Given instruction: Could you render everything from the line containing "Using the specimen image, mark the cobblestone" down to the line containing "[0,0,999,260]" in the listing as a numbered list, leaving out any blank lines?

--- begin Given data ---

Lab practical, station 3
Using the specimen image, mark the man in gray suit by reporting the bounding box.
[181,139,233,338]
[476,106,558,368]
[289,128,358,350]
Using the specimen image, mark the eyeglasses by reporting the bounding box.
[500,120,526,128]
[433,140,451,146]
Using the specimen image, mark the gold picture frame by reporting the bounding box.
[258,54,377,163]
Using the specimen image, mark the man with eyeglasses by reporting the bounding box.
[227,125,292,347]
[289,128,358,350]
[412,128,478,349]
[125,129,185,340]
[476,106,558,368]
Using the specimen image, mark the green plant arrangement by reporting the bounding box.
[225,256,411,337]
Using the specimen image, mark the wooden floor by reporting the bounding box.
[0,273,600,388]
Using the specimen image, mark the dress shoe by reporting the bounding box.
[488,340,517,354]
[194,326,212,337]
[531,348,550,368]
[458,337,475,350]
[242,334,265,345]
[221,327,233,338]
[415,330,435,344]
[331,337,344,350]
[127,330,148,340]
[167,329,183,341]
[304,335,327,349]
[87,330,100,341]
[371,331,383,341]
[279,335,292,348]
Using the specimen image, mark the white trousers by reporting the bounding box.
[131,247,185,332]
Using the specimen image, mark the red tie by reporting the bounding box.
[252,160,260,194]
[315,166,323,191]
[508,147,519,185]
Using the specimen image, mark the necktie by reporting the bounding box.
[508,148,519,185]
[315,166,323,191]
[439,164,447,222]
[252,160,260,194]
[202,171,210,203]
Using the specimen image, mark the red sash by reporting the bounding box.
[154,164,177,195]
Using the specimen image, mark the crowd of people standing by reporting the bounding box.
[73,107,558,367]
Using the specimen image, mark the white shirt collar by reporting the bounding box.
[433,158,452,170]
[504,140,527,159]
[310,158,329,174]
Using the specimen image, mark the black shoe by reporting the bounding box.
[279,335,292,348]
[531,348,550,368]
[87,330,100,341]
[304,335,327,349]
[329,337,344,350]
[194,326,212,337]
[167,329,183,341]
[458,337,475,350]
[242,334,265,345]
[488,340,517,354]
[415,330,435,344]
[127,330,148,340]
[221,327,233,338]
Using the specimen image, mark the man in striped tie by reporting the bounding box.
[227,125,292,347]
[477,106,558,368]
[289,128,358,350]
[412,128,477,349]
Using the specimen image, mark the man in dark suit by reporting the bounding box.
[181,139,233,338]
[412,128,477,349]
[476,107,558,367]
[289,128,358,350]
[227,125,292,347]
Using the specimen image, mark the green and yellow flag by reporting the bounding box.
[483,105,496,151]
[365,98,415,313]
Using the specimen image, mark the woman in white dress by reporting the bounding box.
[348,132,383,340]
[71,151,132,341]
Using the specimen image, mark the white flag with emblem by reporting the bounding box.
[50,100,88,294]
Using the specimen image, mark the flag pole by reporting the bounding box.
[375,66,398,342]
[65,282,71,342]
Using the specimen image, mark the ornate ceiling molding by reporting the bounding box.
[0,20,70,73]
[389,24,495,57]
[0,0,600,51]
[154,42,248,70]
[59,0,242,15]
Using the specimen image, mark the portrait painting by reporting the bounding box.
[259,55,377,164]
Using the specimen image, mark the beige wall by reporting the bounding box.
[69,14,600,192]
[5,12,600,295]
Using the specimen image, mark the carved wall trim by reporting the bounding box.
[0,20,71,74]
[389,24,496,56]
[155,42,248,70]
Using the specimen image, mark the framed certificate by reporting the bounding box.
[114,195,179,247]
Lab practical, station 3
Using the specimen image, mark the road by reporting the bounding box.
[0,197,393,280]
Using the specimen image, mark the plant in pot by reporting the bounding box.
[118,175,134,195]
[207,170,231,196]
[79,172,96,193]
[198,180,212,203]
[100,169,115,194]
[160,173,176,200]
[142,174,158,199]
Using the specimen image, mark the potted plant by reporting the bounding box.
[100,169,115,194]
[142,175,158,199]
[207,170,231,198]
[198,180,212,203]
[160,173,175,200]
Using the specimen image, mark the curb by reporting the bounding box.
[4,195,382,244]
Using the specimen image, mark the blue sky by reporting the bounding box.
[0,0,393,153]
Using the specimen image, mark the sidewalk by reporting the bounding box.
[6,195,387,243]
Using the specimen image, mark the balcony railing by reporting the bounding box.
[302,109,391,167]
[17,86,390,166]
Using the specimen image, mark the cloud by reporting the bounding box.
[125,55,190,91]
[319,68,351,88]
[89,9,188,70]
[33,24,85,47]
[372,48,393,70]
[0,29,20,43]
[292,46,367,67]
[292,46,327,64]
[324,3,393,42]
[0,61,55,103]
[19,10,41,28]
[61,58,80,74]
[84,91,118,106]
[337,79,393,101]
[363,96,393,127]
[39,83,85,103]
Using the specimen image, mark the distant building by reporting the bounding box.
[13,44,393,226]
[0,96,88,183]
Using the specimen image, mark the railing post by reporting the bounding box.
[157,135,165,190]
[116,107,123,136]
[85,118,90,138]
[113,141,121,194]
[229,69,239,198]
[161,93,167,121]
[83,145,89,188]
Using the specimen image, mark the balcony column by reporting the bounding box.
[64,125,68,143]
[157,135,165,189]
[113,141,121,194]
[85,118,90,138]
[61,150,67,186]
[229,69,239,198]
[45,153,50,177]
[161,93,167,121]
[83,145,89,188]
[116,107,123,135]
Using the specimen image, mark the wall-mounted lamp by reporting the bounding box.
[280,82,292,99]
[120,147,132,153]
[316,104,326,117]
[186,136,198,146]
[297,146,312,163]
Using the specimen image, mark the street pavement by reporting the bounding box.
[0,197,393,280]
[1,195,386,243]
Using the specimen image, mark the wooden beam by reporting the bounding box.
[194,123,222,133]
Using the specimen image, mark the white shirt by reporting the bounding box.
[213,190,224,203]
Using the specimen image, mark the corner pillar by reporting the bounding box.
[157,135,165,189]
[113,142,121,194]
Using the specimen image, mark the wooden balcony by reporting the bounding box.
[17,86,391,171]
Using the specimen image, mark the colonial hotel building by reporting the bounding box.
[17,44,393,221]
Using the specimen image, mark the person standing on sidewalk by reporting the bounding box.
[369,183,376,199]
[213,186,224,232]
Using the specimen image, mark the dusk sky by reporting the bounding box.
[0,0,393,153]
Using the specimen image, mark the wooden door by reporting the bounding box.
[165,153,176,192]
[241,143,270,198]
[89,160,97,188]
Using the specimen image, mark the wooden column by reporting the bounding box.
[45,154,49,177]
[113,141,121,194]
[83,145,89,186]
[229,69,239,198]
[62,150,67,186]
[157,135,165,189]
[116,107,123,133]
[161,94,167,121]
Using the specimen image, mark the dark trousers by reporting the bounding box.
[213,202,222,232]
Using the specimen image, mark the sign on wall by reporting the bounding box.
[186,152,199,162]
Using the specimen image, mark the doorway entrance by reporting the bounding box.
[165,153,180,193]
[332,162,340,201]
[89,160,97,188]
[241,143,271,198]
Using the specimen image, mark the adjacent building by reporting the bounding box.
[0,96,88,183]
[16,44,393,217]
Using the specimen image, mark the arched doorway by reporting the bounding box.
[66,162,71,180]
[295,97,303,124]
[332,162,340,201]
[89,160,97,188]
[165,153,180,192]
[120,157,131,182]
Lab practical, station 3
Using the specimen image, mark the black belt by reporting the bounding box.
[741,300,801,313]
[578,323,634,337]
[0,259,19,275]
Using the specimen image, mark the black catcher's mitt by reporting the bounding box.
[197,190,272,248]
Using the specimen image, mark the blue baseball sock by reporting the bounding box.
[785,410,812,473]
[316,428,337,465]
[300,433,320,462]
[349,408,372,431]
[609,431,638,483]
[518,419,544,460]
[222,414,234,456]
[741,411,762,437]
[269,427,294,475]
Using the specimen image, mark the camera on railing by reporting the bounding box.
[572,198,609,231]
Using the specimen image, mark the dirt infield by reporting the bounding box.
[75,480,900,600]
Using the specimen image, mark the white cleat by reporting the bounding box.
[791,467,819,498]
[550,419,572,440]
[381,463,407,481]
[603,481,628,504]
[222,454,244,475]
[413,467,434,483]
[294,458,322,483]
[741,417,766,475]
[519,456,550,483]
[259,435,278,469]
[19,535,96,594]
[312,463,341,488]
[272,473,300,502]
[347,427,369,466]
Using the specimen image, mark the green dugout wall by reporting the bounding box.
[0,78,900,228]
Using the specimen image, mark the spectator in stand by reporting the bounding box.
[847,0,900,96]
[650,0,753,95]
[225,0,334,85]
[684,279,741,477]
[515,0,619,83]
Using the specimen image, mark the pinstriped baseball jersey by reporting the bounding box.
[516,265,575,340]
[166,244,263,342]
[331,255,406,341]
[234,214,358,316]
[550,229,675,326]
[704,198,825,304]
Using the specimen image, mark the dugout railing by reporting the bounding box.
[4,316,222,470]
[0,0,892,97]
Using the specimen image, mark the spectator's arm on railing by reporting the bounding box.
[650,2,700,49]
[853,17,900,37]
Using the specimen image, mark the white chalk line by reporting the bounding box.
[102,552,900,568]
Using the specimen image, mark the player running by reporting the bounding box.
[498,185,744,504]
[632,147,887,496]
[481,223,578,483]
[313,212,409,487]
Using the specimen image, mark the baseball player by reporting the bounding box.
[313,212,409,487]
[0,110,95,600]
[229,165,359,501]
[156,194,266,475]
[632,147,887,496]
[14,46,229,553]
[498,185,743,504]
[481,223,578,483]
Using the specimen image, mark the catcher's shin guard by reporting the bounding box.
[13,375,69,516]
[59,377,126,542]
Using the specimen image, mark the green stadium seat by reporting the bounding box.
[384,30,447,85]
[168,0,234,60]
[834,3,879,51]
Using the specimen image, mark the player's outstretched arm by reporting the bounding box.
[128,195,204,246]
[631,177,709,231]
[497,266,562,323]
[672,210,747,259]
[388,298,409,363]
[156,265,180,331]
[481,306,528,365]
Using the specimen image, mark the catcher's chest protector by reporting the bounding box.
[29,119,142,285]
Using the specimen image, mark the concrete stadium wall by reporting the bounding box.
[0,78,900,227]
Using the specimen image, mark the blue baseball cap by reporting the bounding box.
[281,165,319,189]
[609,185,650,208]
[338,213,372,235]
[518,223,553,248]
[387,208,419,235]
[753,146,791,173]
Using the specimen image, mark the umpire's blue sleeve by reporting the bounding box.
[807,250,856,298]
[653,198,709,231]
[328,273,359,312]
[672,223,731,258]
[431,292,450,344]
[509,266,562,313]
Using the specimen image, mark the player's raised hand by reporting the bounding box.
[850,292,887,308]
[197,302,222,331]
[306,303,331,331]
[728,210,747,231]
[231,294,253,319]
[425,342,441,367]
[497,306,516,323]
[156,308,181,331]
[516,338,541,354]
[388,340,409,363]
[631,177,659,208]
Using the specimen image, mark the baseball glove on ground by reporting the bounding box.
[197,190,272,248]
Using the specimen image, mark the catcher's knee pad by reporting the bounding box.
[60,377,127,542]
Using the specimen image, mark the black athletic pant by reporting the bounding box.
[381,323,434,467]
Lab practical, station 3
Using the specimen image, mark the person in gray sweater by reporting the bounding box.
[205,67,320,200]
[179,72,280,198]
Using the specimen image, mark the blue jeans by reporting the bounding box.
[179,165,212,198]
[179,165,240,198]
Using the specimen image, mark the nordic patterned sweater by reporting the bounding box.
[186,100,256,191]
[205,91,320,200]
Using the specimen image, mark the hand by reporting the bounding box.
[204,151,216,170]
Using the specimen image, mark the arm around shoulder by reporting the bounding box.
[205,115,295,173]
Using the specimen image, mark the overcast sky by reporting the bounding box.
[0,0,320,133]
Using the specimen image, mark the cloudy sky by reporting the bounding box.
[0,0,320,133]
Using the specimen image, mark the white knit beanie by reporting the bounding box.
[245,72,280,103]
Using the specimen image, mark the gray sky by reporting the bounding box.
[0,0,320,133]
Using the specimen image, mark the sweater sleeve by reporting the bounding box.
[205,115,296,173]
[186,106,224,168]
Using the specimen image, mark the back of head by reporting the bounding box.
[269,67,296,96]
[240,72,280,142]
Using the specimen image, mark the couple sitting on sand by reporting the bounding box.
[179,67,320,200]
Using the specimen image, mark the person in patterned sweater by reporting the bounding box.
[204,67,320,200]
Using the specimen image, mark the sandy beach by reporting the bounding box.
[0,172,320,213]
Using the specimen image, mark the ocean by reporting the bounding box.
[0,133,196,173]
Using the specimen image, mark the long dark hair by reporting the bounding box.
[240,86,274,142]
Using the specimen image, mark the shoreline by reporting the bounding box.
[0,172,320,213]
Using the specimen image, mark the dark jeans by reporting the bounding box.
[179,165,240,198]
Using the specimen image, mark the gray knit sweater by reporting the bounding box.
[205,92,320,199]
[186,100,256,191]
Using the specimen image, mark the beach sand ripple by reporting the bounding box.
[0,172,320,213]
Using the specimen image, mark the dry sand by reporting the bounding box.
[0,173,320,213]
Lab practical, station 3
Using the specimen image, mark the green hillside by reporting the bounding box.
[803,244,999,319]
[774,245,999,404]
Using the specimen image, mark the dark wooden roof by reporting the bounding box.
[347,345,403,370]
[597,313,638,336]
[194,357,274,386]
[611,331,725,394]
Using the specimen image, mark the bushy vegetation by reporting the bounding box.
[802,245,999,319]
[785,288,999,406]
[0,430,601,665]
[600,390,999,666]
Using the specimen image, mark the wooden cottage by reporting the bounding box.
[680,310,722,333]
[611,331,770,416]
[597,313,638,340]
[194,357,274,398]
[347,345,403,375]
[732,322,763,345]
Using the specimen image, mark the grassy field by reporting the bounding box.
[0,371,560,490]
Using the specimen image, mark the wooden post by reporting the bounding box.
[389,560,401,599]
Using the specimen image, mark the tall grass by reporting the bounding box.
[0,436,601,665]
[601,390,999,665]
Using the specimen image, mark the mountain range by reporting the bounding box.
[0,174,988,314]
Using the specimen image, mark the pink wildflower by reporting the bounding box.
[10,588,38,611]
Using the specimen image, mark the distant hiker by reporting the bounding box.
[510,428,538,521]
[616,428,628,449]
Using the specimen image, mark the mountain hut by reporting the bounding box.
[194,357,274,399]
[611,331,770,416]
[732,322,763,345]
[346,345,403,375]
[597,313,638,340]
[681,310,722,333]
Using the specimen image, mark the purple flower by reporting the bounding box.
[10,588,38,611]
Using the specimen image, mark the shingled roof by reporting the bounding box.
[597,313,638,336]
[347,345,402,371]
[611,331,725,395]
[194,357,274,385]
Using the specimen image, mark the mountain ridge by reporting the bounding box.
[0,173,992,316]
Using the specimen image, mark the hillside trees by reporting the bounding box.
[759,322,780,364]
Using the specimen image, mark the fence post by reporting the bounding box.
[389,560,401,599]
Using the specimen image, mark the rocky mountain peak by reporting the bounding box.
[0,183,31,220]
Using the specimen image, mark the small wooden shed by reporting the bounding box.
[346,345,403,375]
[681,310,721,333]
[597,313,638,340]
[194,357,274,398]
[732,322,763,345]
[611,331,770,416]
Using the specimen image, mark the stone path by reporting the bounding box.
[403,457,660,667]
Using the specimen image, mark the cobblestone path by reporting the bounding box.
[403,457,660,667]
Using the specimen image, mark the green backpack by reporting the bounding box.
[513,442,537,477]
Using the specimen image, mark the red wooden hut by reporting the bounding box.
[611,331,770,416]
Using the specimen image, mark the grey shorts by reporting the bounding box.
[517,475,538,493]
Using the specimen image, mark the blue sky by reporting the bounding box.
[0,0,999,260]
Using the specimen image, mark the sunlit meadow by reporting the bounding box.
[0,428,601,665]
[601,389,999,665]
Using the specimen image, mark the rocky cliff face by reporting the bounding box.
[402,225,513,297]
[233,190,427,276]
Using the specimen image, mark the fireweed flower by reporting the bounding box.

--- end Given data ---

Written response:
1. Using the specimen image, mark the cobblestone path by reporting the bounding box.
2. [403,457,660,667]
3. Using the specimen image, mark the green backpack by reporting the bounding box.
4. [513,442,537,477]
5. Using the specimen image, mark the red wooden hut by reporting the bounding box.
6. [611,331,770,416]
7. Using the specimen image, mark the grey shorts by reporting the bounding box.
8. [517,475,538,493]
9. Using the specimen image, mark the blue sky by reporting the bounding box.
10. [0,0,999,260]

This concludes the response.